───── Data lines ─────

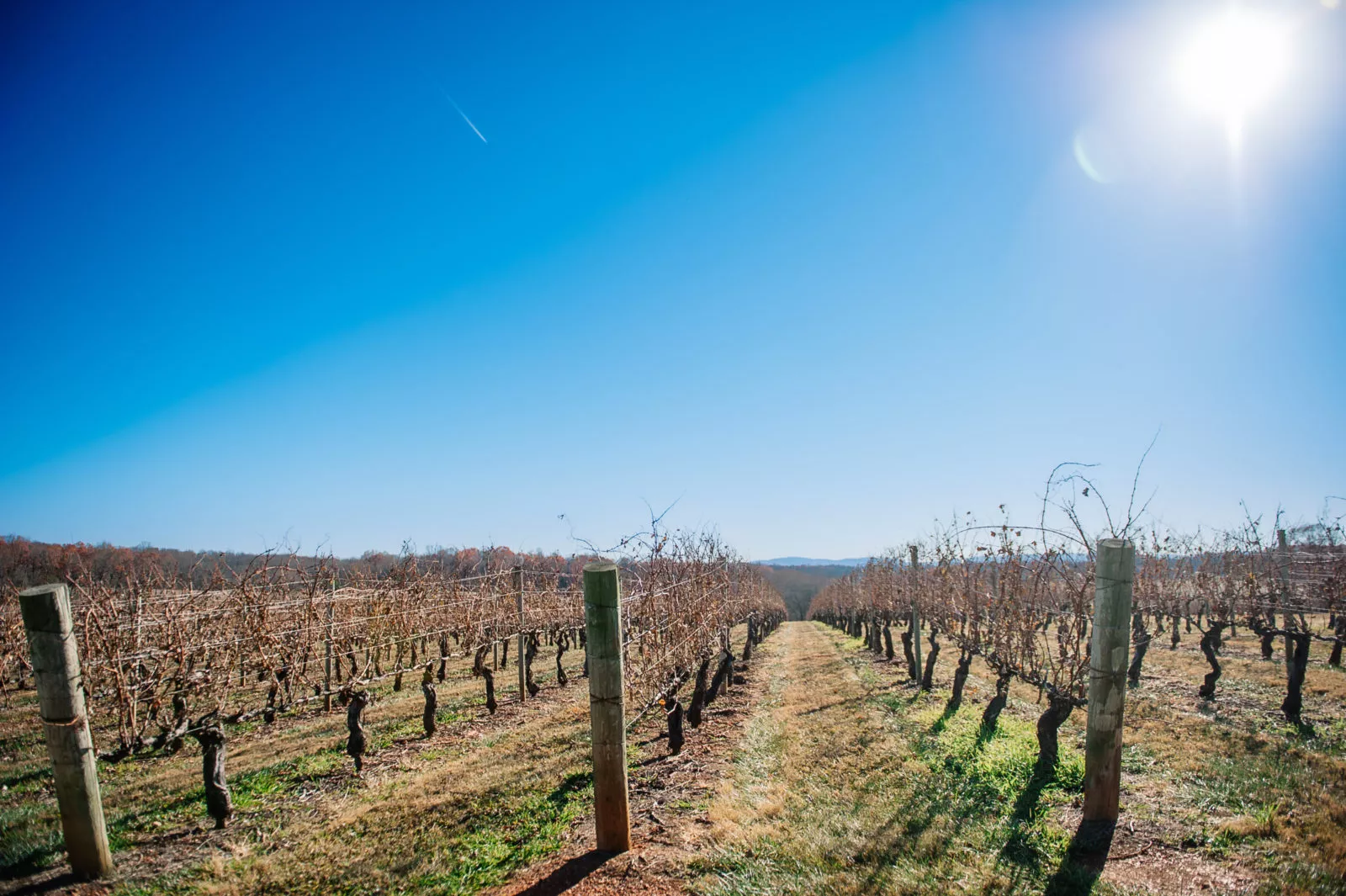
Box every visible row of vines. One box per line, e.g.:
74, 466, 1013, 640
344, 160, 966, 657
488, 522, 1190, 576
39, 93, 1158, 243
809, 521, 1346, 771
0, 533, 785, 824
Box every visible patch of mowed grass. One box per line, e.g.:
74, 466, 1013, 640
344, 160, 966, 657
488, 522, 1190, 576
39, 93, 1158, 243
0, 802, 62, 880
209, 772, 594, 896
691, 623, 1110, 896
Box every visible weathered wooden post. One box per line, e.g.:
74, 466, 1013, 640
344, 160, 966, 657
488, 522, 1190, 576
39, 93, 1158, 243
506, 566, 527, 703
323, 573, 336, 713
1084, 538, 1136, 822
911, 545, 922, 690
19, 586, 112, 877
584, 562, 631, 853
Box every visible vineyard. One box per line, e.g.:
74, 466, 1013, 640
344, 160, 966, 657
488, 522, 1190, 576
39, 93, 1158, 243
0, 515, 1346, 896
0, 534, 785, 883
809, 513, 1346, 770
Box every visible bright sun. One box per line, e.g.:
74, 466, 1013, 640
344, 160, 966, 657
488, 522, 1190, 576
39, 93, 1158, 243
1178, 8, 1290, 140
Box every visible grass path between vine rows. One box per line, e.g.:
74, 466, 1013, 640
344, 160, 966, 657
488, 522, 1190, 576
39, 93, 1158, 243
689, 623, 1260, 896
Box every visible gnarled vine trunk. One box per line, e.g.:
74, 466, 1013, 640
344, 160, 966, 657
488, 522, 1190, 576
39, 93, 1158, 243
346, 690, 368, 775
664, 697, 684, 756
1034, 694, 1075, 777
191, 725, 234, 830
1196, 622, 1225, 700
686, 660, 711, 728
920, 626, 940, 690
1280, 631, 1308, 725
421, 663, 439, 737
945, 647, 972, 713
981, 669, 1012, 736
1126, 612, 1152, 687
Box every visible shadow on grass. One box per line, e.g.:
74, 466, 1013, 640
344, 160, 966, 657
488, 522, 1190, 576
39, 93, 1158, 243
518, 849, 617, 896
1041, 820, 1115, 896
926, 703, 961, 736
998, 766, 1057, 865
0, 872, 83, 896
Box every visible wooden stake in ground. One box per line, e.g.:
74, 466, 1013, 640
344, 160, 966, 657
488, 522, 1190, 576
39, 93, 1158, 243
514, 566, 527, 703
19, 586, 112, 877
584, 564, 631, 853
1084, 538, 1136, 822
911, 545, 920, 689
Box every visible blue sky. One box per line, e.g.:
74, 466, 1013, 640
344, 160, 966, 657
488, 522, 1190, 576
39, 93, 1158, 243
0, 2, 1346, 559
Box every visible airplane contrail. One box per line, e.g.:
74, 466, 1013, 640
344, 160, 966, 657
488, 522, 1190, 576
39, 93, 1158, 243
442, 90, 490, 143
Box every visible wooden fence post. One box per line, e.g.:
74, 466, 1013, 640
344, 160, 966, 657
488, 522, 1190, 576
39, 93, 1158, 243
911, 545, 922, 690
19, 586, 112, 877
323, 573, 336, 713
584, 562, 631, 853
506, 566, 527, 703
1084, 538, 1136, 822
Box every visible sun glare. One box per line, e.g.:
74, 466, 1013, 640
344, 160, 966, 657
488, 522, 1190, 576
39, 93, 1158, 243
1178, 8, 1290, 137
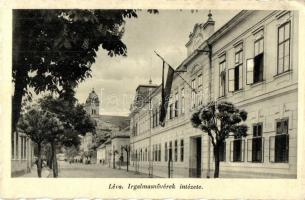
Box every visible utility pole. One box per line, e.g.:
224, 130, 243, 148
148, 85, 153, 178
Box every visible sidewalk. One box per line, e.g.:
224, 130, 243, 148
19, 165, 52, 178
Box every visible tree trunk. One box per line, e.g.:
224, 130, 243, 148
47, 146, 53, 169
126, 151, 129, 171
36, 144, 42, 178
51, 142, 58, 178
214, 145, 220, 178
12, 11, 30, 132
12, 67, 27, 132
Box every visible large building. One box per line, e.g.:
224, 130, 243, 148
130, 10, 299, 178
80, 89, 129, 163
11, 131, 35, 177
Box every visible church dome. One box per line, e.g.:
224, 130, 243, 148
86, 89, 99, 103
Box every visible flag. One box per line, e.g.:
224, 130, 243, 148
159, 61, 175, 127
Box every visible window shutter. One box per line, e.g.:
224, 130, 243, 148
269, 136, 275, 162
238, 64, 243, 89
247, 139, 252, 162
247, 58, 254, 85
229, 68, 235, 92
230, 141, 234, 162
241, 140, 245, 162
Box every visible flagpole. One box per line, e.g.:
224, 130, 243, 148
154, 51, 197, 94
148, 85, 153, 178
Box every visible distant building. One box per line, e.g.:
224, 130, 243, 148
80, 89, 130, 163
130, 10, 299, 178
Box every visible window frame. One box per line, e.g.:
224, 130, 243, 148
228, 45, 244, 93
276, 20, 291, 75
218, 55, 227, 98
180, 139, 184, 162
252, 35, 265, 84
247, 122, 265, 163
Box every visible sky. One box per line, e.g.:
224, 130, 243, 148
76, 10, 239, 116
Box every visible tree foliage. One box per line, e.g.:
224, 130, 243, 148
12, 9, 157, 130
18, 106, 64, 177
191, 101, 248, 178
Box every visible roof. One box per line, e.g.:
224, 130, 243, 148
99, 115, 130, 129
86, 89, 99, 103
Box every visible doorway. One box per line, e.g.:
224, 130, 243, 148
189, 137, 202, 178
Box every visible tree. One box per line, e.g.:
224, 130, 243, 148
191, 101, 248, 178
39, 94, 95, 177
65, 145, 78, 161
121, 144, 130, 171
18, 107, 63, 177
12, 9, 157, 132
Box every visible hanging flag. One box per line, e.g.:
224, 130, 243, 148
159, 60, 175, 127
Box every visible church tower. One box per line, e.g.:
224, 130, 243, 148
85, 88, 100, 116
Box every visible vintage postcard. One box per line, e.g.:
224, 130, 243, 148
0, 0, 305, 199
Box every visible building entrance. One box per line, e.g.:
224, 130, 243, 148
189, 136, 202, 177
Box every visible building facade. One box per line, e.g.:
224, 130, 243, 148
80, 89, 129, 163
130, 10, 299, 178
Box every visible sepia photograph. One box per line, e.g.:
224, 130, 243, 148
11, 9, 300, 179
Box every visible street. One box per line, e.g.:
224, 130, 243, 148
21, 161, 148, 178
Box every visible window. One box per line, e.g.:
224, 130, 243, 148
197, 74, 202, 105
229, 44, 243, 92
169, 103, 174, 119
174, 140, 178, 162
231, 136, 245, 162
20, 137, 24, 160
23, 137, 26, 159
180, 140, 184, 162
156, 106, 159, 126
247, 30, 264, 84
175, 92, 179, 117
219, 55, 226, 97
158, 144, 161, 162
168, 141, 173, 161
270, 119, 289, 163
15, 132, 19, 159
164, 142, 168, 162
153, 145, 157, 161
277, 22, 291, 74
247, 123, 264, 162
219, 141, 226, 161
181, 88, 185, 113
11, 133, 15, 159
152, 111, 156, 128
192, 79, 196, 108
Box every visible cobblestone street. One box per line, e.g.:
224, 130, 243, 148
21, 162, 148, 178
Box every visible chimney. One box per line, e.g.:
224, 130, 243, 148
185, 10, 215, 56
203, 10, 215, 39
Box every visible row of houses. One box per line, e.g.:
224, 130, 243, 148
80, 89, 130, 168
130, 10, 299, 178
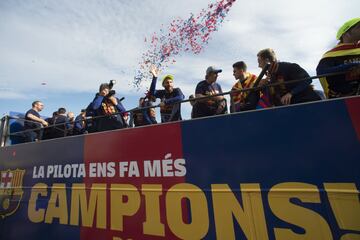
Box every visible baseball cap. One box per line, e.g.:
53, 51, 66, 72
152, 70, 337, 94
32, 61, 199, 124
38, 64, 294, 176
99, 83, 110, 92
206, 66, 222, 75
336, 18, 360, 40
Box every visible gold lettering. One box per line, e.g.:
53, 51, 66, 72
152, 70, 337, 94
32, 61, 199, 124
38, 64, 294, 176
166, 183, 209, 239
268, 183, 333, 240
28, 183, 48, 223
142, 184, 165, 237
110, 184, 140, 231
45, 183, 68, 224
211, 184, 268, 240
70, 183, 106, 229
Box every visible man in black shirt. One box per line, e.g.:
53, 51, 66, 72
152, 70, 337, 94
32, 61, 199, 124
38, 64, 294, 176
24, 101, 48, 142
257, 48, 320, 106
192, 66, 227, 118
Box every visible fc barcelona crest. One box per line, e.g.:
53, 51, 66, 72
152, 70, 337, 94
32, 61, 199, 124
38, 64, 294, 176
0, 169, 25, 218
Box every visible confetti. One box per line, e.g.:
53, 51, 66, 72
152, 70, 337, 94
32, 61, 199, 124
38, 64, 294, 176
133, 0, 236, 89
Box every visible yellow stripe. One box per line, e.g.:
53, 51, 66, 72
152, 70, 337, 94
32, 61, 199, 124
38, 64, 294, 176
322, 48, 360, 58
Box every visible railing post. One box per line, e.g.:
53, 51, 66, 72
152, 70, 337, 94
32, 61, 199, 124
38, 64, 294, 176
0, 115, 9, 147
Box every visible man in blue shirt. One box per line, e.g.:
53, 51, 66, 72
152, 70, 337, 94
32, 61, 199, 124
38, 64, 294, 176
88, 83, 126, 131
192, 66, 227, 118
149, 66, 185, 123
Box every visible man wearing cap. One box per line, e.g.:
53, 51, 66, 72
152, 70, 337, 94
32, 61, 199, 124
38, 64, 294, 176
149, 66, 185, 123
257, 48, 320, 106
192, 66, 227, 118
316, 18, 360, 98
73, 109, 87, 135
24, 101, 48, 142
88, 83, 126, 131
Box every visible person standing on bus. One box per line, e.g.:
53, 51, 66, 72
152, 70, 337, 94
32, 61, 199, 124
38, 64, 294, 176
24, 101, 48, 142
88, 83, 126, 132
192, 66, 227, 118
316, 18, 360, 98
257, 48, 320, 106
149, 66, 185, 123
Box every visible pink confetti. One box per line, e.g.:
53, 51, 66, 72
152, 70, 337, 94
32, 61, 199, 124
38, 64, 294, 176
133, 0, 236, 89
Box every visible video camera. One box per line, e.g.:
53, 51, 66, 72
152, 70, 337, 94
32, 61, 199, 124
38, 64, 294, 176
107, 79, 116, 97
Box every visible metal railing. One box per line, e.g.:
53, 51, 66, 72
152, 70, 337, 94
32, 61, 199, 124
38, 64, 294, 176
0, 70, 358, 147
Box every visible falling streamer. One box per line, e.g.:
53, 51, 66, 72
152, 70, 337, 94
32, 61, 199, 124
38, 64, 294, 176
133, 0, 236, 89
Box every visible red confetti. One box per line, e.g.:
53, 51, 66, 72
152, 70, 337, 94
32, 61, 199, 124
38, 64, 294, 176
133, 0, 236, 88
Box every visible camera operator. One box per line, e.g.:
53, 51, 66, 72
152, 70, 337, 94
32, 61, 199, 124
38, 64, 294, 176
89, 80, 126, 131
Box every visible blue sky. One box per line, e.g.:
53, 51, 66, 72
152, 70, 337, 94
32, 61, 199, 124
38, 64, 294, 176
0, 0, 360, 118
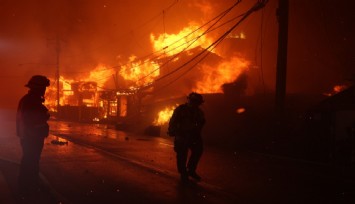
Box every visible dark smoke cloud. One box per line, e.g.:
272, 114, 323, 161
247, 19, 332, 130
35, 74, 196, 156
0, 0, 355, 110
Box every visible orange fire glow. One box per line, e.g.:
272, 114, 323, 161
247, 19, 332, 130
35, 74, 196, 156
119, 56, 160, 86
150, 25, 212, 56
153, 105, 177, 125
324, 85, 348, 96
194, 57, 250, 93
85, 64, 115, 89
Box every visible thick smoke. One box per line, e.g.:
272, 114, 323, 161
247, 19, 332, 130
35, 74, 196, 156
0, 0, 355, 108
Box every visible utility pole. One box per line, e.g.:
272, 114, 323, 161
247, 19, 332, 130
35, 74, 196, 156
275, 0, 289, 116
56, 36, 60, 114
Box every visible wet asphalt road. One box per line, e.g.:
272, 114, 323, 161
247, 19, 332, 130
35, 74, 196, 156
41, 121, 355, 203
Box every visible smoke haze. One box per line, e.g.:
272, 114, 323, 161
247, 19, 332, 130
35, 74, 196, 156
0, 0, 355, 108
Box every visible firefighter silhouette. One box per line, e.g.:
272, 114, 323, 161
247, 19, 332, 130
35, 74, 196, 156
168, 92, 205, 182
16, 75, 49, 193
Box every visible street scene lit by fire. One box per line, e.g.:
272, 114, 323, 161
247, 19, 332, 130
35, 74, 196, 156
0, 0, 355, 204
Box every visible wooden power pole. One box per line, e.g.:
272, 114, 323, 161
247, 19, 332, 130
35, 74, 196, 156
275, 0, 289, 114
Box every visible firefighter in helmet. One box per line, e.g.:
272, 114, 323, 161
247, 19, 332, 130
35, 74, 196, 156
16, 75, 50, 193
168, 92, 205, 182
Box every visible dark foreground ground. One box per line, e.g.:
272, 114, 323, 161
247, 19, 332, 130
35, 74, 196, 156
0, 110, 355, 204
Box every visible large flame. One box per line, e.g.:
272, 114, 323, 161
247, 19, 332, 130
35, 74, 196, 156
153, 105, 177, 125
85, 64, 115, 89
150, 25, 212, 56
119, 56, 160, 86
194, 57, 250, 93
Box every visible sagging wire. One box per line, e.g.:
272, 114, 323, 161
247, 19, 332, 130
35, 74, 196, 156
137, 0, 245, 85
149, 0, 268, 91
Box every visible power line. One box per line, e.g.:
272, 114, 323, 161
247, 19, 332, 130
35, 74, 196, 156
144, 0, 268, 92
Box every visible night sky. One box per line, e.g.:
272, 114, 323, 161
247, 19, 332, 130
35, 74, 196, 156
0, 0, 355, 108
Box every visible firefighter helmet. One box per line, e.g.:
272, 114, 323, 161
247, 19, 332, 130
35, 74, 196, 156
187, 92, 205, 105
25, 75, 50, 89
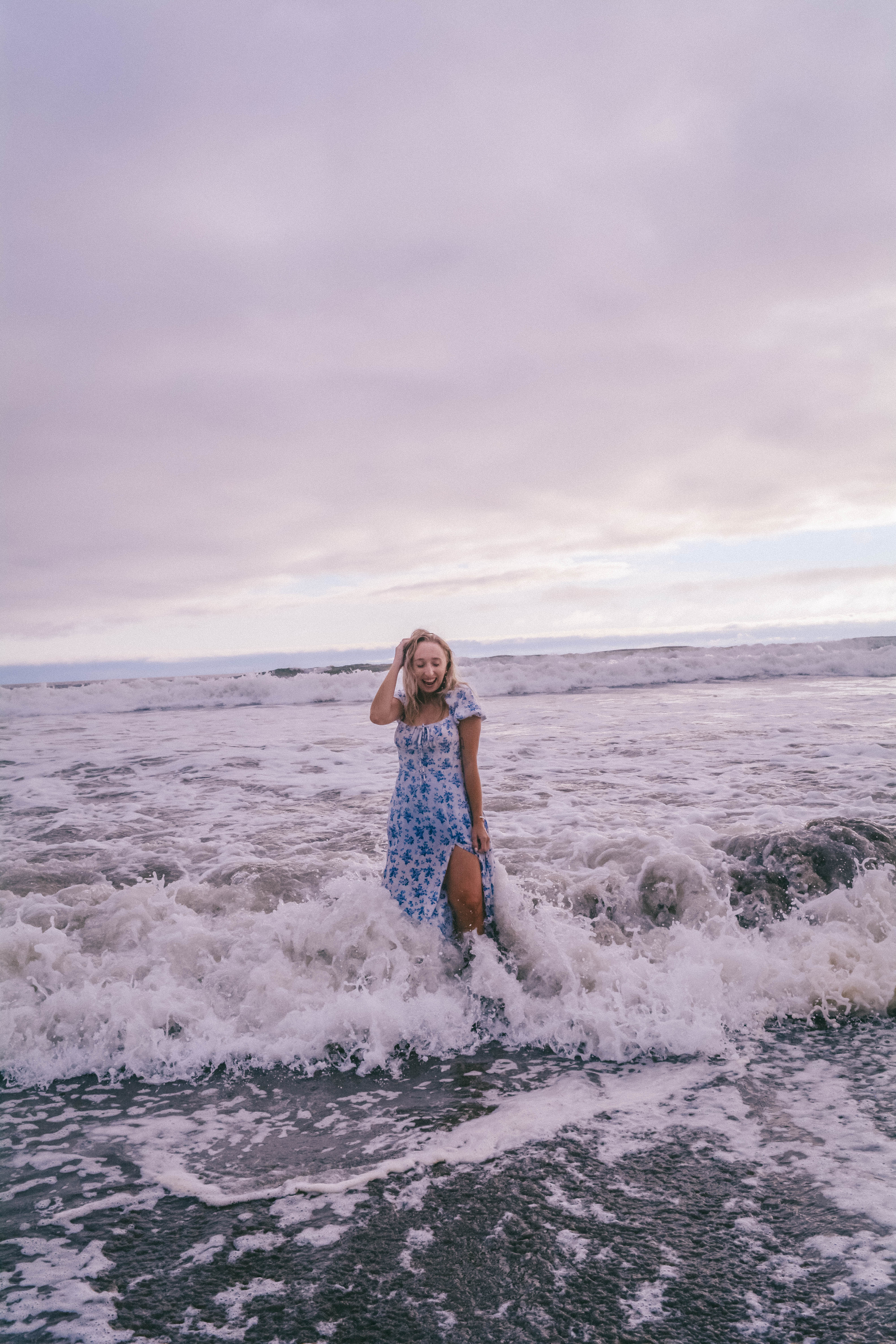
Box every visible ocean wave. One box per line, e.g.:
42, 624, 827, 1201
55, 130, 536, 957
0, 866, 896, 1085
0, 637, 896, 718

─────

Reproduce the listing from its start through the line containing "691, 623, 1110, 896", requests included, adding -74 to every bounding box coordinate in the answers and leaving the requests and their sample boxes unchanged. Leave the pictures out.

:: Task solution ::
Box every visible row of vines. One box per line, e.g.:
74, 466, 1013, 640
344, 160, 966, 657
488, 522, 1190, 576
39, 93, 1158, 243
735, 447, 1272, 697
-74, 459, 711, 750
Box every visible patch of mowed grass. One box per line, e.g.:
74, 466, 1013, 640
344, 160, 966, 657
488, 522, 1190, 576
39, 93, 1158, 243
-74, 728, -12, 806
135, 698, 520, 822
617, 549, 1036, 822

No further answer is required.